> Your task:
Below are the records; copy exactly the lines from the first through the one containing "snow boxed for tracking.", both included, and leave out the pictures.

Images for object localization
****

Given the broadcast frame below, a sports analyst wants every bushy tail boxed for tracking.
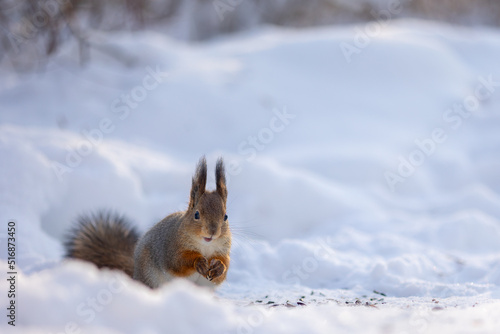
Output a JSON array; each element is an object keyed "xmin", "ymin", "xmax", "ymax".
[{"xmin": 64, "ymin": 211, "xmax": 140, "ymax": 277}]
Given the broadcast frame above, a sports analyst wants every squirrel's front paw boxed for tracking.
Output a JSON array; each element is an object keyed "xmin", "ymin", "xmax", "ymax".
[
  {"xmin": 195, "ymin": 257, "xmax": 209, "ymax": 277},
  {"xmin": 206, "ymin": 258, "xmax": 225, "ymax": 281}
]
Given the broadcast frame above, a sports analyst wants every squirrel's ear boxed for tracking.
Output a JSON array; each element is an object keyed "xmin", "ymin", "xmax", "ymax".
[
  {"xmin": 189, "ymin": 156, "xmax": 207, "ymax": 209},
  {"xmin": 215, "ymin": 157, "xmax": 227, "ymax": 202}
]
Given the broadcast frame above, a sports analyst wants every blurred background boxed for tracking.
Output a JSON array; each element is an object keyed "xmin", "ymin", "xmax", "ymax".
[
  {"xmin": 2, "ymin": 0, "xmax": 500, "ymax": 71},
  {"xmin": 1, "ymin": 0, "xmax": 500, "ymax": 246},
  {"xmin": 1, "ymin": 0, "xmax": 500, "ymax": 250}
]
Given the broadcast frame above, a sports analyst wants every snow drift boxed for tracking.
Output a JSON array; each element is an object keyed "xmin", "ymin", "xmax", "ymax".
[{"xmin": 1, "ymin": 19, "xmax": 500, "ymax": 333}]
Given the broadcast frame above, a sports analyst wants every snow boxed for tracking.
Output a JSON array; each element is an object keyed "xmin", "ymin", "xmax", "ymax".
[{"xmin": 1, "ymin": 19, "xmax": 500, "ymax": 333}]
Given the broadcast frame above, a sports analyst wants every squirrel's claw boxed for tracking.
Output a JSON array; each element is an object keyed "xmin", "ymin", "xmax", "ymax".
[
  {"xmin": 206, "ymin": 258, "xmax": 225, "ymax": 281},
  {"xmin": 195, "ymin": 257, "xmax": 209, "ymax": 277}
]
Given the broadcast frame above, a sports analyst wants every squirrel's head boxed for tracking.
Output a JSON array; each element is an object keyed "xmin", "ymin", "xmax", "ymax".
[{"xmin": 186, "ymin": 156, "xmax": 229, "ymax": 243}]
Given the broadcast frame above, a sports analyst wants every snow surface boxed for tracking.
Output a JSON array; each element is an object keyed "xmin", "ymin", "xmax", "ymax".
[{"xmin": 1, "ymin": 19, "xmax": 500, "ymax": 333}]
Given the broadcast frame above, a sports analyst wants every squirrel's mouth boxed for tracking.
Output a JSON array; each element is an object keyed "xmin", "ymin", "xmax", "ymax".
[{"xmin": 203, "ymin": 237, "xmax": 213, "ymax": 243}]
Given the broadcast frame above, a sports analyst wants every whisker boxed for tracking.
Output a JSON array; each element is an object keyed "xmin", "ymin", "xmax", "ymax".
[{"xmin": 230, "ymin": 224, "xmax": 266, "ymax": 238}]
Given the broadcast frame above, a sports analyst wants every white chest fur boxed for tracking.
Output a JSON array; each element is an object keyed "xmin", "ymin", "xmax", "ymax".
[{"xmin": 196, "ymin": 238, "xmax": 223, "ymax": 258}]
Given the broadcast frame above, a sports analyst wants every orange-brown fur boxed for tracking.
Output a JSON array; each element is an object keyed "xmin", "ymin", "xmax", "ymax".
[{"xmin": 171, "ymin": 250, "xmax": 203, "ymax": 277}]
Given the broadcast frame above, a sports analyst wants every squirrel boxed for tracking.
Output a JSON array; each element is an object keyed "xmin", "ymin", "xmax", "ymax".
[{"xmin": 64, "ymin": 156, "xmax": 231, "ymax": 289}]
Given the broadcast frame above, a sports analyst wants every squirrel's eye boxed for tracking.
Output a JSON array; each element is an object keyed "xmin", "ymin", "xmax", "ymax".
[
  {"xmin": 194, "ymin": 211, "xmax": 200, "ymax": 220},
  {"xmin": 224, "ymin": 214, "xmax": 228, "ymax": 221}
]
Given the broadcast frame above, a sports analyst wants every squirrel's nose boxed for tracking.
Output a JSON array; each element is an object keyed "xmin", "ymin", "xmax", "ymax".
[{"xmin": 208, "ymin": 223, "xmax": 218, "ymax": 236}]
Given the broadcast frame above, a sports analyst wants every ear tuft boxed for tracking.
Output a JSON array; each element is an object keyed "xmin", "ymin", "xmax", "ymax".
[
  {"xmin": 189, "ymin": 156, "xmax": 207, "ymax": 209},
  {"xmin": 215, "ymin": 157, "xmax": 227, "ymax": 201}
]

****

> Exercise output:
Given the broadcast frame below, a sports analyst wants every bushy tail boxed for tracking.
Output a JSON array; each element is an object keyed "xmin", "ymin", "xmax", "ymax".
[{"xmin": 64, "ymin": 211, "xmax": 140, "ymax": 277}]
Given the broadcast frame above, a sports analyst wants every squirrel's front paw boxed for tracking.
Output a JSON array; each element is an object keyed "xmin", "ymin", "xmax", "ymax".
[
  {"xmin": 195, "ymin": 257, "xmax": 209, "ymax": 277},
  {"xmin": 206, "ymin": 258, "xmax": 225, "ymax": 281}
]
Given the broadcast frame above, a sports analyst wants every squirrel's ear boxed for tracking.
Output a JSON array; each element is an object keyed "xmin", "ymin", "xmax", "ymax".
[
  {"xmin": 189, "ymin": 156, "xmax": 207, "ymax": 209},
  {"xmin": 215, "ymin": 157, "xmax": 227, "ymax": 202}
]
Given the broadcast frame above, a sports analyst wants every blurred background boxed for tracking.
Output a JSON array; each element is an object keyed "xmin", "ymin", "xmax", "ymax".
[
  {"xmin": 2, "ymin": 0, "xmax": 500, "ymax": 71},
  {"xmin": 1, "ymin": 0, "xmax": 500, "ymax": 246},
  {"xmin": 1, "ymin": 0, "xmax": 500, "ymax": 250}
]
Given the broadcast frame above, a sports analyst wants every snow drift boxed for tracking.
Output a JSON array; each element is an object keyed "xmin", "ymin", "xmax", "ymax".
[{"xmin": 1, "ymin": 19, "xmax": 500, "ymax": 333}]
Given the broadcast frame above, a sports analyst wants every snow boxed for tracking.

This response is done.